__EXTRACTED TEXT__.
= = = =
This book is a classic. It is filled with quotes from heavy hitters like William DePuy and Jack Cushman, from a time when those men were field grade officers. Change the names and the circumstances, it could be front line news as to what is happening to the U.S. Army today.

We do need to understand why it is that the U.S. Army is particularly subjected to each stroke of the electoral cycle, and why it is forced to engage in radical transformative ventures, why it is compelled to continuously redefine its business model. No other army in the world does this. The Marine Corps and the Air Force do not have to wage a continuous battle to justify their existence – or their acquisition programs. They do not junk their doctrine and rewrite it from scratch every 8-10 years.

Part of it, I believe, is that the U.S. Army is always overextended; part of it, I think, stems from an intrinsic American dislike of standing armies. And then there is our national tendency, only partly muted since WWII, to fall into military disrepair and unreadiness during times of (relative) peace. How would we mobilize if we needed a much larger army ever again ? This is not a new problem. The Army’s end strength in the 1950s fell into the 800K range for only 14 divisions of 11K men apiece. Pathetic force generation…just pathetic. But then, this was an army of draftees. Conventional ops ? No, that was outmoded Cold War thinking – the Army was to break with the past, with the last war. The Korean War. We would never be fighting a war like that again.
= = = =
__EXERCISE TASK 1__.
Please pick out every line in the rows below that contains the string "white", and copy each of those lines.

[Pointing records for named objects]
= = = =
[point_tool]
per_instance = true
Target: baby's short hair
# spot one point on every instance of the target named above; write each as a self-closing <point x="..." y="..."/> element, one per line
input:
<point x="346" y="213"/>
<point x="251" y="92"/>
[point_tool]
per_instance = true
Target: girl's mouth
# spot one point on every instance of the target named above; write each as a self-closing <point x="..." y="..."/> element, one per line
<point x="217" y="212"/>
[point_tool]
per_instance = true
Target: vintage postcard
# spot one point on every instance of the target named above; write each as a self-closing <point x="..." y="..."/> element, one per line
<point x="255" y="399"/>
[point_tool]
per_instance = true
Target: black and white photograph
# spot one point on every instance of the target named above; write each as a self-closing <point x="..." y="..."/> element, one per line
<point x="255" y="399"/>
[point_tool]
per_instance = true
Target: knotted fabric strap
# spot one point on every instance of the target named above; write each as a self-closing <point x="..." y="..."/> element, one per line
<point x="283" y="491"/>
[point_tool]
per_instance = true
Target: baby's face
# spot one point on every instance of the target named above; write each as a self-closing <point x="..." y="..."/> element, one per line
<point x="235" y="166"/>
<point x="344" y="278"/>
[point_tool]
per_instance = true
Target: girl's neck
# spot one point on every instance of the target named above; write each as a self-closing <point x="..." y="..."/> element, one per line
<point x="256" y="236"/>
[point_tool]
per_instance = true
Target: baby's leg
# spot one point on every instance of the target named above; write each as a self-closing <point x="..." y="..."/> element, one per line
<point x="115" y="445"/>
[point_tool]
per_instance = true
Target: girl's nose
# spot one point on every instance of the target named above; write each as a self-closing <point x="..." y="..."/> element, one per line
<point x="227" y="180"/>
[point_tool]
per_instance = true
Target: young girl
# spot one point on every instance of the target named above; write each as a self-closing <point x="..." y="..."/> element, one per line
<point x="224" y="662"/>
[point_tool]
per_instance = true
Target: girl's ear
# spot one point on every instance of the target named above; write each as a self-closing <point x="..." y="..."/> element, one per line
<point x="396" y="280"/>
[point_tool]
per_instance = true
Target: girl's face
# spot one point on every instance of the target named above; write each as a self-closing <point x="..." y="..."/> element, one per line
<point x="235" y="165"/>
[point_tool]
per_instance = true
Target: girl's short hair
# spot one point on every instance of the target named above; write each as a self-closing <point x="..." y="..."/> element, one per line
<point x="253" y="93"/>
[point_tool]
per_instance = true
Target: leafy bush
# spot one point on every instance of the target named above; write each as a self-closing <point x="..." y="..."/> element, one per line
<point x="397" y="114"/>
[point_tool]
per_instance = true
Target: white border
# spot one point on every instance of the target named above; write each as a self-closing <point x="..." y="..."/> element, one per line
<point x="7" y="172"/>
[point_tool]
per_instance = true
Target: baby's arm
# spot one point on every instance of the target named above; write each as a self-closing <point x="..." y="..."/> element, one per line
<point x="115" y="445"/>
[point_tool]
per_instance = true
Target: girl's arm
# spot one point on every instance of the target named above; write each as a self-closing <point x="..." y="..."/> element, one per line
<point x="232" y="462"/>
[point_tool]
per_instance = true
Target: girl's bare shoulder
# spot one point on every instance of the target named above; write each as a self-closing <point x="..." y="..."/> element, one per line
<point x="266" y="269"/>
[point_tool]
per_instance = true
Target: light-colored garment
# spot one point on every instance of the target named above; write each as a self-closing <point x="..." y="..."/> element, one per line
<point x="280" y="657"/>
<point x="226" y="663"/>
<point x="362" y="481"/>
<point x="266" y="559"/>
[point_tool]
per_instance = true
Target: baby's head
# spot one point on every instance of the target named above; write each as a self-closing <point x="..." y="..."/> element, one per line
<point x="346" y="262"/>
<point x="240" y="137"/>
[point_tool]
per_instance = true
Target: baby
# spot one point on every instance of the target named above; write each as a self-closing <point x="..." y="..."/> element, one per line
= = = =
__EXERCISE TASK 2__.
In the book review above, give the passage starting with "Part of it, I believe, is" and going on through "like that again.", substituting "decay" for "disrepair".

__EXERCISE RESPONSE 1__.
Target: black and white photograph
Target: white border

__EXERCISE RESPONSE 2__.
Part of it, I believe, is that the U.S. Army is always overextended; part of it, I think, stems from an intrinsic American dislike of standing armies. And then there is our national tendency, only partly muted since WWII, to fall into military decay and unreadiness during times of (relative) peace. How would we mobilize if we needed a much larger army ever again ? This is not a new problem. The Army’s end strength in the 1950s fell into the 800K range for only 14 divisions of 11K men apiece. Pathetic force generation…just pathetic. But then, this was an army of draftees. Conventional ops ? No, that was outmoded Cold War thinking – the Army was to break with the past, with the last war. The Korean War. We would never be fighting a war like that again.